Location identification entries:
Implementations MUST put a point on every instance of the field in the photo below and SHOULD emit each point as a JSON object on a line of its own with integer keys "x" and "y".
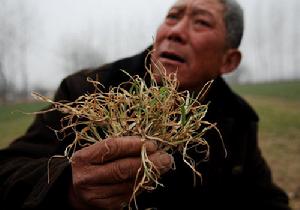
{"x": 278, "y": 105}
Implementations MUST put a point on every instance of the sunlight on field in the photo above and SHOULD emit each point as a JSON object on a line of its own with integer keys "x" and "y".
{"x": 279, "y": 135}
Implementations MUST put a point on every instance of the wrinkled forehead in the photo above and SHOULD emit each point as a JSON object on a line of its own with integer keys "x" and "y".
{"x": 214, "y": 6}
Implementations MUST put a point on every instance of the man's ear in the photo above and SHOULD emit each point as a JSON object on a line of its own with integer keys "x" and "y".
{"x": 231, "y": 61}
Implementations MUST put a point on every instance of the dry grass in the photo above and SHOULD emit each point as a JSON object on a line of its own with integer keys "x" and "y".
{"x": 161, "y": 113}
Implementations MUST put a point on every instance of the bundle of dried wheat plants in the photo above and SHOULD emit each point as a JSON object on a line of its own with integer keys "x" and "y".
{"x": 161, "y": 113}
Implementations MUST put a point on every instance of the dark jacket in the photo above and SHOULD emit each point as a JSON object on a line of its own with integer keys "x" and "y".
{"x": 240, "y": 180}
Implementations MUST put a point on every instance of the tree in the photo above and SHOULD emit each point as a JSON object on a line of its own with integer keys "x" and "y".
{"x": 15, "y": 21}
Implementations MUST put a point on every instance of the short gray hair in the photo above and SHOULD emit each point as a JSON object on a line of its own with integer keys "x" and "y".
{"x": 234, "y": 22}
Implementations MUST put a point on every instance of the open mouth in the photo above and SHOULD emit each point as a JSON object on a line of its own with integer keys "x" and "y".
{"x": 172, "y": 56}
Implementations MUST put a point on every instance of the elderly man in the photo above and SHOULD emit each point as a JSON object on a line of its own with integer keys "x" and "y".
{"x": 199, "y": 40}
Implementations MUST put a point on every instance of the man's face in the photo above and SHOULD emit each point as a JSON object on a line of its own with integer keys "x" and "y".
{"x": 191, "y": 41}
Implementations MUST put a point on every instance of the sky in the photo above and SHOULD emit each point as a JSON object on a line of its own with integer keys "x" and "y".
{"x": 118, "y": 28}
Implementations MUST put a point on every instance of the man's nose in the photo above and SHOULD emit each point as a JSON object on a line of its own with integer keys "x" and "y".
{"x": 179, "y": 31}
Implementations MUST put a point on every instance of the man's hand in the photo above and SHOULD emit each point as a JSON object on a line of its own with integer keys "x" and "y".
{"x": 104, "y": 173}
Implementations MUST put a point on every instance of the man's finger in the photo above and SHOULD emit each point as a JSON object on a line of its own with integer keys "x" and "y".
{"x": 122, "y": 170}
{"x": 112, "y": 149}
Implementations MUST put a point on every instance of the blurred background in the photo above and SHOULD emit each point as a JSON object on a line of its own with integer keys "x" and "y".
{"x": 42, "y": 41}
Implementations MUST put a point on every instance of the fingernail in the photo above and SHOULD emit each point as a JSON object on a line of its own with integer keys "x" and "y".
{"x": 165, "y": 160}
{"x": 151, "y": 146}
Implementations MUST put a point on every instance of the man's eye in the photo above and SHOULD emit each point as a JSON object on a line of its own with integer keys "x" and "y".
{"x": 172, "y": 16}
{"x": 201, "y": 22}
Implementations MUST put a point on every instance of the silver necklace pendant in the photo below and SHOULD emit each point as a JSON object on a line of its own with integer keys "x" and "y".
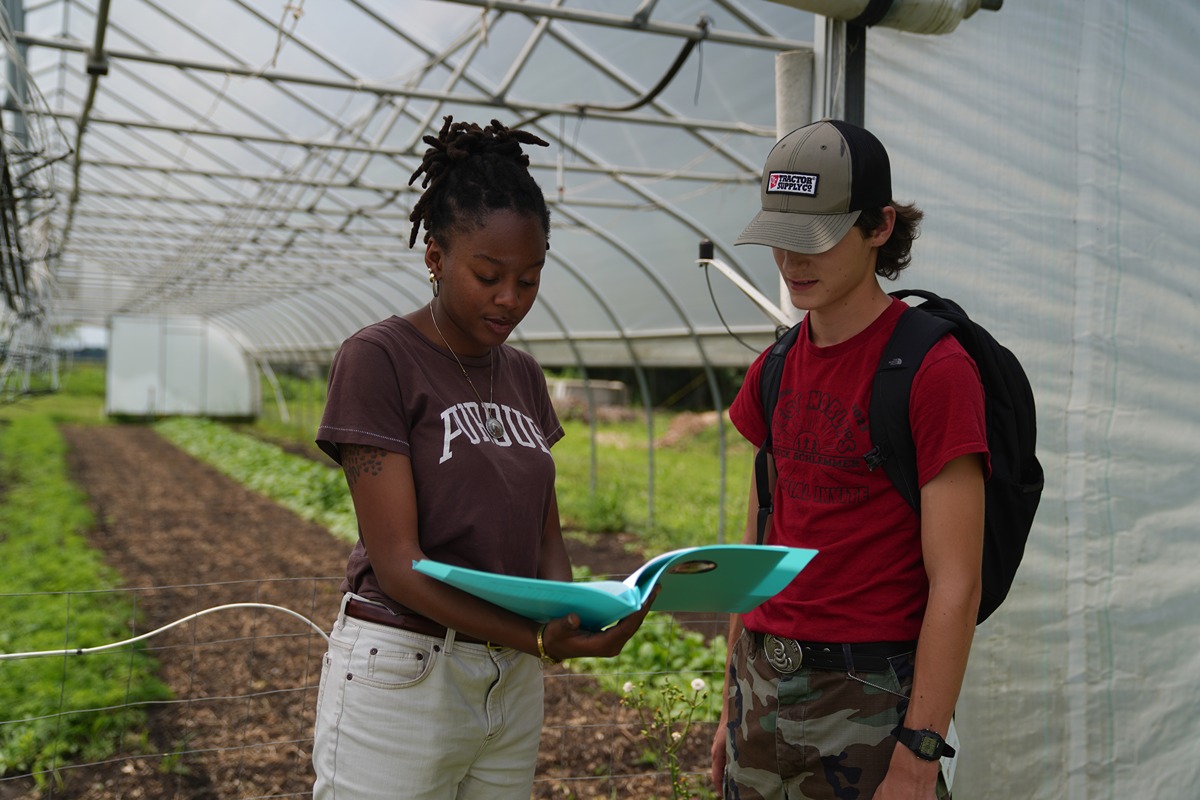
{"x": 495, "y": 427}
==
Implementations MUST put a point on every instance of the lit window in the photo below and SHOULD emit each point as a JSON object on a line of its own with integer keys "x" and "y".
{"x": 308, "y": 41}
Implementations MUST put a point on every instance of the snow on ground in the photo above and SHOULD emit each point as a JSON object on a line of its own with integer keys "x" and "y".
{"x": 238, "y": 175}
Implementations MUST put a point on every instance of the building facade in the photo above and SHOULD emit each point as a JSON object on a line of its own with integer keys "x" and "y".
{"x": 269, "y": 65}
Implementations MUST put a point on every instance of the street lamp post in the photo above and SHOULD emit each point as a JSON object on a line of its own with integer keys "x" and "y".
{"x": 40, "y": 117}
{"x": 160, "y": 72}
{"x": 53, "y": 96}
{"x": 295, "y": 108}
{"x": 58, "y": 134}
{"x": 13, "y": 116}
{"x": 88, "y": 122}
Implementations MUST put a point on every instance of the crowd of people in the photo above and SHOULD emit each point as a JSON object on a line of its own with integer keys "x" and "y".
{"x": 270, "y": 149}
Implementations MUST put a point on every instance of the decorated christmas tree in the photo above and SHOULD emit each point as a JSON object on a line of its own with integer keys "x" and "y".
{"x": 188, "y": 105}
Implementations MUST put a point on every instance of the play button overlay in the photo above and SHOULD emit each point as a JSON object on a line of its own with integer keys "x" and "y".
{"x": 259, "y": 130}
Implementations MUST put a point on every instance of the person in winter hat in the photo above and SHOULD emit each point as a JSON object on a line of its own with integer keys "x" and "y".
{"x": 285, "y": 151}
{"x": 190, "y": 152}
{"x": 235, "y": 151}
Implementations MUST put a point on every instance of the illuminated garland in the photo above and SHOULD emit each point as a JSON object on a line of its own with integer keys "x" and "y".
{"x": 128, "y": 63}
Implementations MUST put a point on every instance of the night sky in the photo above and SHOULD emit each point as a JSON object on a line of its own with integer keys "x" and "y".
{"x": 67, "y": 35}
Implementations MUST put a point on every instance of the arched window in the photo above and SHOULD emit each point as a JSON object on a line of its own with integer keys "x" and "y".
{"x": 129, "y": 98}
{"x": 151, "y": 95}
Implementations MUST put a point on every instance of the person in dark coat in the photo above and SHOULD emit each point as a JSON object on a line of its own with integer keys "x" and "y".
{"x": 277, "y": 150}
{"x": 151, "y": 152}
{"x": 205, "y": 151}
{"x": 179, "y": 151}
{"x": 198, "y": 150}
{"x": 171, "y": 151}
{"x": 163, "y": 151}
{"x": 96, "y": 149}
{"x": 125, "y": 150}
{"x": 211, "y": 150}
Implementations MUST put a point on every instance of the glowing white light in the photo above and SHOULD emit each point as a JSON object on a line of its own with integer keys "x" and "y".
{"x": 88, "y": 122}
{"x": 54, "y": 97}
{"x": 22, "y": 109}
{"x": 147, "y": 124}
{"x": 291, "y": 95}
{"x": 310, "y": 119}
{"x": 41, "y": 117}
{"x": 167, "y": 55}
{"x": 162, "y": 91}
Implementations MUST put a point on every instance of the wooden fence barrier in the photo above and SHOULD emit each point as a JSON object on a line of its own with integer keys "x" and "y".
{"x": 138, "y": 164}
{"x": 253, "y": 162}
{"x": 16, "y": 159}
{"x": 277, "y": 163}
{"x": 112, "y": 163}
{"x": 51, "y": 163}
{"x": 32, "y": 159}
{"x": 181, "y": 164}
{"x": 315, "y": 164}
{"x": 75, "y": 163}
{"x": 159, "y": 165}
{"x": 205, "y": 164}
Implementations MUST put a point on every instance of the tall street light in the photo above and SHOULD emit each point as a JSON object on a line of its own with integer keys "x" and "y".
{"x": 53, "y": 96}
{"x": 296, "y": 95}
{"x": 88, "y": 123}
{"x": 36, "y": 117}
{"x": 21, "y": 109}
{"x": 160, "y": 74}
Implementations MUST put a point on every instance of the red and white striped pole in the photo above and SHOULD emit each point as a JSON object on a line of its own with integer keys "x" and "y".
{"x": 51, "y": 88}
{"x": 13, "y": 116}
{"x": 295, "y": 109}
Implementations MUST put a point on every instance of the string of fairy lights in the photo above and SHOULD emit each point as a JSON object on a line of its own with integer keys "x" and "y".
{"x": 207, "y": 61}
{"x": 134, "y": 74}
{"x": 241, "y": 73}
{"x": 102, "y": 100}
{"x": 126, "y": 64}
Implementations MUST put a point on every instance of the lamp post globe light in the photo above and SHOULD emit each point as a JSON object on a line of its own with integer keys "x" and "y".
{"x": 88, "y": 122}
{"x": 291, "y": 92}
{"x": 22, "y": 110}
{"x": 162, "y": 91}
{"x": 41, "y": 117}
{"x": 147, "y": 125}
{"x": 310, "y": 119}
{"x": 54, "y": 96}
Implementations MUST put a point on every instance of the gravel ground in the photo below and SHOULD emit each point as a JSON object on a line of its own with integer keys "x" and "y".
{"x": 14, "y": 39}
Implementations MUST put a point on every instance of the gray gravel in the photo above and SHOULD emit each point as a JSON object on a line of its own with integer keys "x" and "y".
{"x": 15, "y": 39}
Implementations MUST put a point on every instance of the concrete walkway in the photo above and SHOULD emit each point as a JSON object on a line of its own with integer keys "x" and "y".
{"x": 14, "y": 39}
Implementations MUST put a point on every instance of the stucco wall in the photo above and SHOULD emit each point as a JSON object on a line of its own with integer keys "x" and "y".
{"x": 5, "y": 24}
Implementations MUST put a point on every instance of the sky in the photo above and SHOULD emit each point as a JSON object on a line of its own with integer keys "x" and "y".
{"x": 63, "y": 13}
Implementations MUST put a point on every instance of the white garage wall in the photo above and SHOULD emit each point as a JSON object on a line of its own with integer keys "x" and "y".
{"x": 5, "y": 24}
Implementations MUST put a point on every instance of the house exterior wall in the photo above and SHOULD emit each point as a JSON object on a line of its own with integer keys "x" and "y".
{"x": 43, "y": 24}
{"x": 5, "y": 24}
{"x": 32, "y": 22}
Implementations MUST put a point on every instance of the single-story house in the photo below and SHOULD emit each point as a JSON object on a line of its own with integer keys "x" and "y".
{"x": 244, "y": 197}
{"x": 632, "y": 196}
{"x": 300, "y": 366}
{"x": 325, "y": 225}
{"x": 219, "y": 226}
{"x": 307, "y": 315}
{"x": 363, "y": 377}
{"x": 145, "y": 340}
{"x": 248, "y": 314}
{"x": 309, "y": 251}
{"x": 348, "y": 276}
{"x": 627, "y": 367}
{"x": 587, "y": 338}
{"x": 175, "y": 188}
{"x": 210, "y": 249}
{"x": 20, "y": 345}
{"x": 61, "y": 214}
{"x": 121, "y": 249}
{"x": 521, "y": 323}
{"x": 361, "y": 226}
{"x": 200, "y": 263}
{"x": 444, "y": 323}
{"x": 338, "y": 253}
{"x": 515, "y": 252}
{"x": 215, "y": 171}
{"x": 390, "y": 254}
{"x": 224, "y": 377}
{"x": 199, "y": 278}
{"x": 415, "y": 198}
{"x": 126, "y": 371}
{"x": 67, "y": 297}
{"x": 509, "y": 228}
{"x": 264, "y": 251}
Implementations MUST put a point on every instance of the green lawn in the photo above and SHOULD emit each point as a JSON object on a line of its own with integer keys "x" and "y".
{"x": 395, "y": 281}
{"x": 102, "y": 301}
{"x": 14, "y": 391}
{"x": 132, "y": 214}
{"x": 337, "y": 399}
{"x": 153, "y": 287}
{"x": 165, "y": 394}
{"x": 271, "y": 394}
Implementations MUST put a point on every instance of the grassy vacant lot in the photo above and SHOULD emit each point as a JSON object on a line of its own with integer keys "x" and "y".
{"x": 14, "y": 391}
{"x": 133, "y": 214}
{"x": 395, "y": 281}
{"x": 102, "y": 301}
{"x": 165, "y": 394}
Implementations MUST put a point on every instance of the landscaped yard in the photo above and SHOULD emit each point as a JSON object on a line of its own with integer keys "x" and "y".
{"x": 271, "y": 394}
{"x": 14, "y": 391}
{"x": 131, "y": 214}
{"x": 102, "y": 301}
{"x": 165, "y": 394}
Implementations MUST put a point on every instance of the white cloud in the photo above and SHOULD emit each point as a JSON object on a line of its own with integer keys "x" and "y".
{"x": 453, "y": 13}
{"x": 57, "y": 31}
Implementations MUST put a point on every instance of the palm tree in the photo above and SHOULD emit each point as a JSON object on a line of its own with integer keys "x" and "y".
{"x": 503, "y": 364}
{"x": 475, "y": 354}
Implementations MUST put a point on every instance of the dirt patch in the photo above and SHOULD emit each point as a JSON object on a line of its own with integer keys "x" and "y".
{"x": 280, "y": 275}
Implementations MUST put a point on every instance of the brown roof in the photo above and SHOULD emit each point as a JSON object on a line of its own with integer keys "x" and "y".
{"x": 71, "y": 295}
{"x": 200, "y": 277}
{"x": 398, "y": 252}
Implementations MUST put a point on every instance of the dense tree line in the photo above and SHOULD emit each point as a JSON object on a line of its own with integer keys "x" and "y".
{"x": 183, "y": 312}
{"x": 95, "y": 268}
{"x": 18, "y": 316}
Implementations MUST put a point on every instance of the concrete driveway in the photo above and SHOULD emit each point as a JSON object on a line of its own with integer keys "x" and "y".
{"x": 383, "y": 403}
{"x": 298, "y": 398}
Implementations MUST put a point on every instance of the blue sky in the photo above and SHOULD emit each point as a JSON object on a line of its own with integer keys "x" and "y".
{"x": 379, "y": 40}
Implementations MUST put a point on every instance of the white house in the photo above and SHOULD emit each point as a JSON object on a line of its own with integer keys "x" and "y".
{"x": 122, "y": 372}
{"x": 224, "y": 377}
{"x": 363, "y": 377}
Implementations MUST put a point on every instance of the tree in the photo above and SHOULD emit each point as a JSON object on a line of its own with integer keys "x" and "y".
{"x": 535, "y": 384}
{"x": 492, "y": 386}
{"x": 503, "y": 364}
...
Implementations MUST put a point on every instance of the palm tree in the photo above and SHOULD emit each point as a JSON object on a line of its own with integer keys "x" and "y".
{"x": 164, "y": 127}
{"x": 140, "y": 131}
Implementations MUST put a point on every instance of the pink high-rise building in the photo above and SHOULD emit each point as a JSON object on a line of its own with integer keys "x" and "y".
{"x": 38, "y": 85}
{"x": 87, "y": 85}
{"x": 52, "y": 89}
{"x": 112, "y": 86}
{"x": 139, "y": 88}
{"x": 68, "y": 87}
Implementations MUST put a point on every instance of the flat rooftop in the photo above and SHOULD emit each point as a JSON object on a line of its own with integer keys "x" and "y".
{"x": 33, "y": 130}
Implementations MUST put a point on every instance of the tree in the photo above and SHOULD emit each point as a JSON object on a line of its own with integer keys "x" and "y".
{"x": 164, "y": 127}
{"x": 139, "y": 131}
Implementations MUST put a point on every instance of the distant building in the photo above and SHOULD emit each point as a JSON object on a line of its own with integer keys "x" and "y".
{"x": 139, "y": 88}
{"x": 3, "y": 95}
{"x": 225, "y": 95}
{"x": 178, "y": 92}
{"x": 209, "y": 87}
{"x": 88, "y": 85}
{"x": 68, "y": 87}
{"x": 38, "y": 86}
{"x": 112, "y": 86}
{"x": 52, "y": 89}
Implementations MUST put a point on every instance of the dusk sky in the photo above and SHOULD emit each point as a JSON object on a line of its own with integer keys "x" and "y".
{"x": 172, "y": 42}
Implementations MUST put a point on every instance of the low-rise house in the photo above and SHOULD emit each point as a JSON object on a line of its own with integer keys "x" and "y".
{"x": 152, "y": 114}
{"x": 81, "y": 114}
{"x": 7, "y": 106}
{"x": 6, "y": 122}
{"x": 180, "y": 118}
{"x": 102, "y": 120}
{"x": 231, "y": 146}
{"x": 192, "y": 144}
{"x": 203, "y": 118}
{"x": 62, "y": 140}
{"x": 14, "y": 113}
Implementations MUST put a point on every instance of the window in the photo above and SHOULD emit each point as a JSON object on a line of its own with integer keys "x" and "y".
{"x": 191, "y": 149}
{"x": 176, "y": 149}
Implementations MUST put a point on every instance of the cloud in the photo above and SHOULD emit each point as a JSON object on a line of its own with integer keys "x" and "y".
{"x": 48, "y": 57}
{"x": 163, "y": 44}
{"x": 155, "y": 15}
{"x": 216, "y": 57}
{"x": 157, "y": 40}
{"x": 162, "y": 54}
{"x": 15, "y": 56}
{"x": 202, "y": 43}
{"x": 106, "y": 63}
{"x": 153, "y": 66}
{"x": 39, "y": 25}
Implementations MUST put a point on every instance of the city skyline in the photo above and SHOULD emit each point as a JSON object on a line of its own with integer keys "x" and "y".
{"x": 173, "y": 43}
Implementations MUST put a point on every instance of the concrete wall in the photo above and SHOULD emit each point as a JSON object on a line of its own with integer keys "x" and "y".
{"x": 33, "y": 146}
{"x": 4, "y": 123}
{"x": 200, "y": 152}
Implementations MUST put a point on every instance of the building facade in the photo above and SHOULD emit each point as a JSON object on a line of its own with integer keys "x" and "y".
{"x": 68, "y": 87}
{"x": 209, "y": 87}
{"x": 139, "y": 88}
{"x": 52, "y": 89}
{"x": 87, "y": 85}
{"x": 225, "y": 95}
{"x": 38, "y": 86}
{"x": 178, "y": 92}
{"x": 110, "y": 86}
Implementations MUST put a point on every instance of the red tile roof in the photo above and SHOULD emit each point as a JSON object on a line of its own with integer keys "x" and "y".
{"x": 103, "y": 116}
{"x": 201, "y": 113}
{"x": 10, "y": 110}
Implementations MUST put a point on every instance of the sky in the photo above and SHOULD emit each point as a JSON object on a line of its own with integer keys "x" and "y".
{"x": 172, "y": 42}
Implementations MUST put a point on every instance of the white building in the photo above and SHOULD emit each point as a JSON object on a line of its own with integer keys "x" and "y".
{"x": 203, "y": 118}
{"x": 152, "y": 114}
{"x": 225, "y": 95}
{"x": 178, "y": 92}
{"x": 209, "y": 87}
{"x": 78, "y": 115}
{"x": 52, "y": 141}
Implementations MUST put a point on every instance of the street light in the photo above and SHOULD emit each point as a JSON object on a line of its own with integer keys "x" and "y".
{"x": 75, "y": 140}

▸ JOB
Please find every line in the records above that contains the word "street", with case counting, and copy each one.

▸ FINAL RESULT
Implementations MUST put a point on every instance of the street lamp post in the photo above and SHOULD emit each point as a JSON object on a line of its own with integer keys "x" and "y".
Implementations MUST put a point on every instance of the tall street light in the photo above and SHOULD emit each point as a JSON object on a line of its own with integer keys "x" and "y".
Implementations MUST put a point on every instance of the street light in the photo above and SHOULD emit each point as a JSON object on a line of its own with integer keys "x" and "y".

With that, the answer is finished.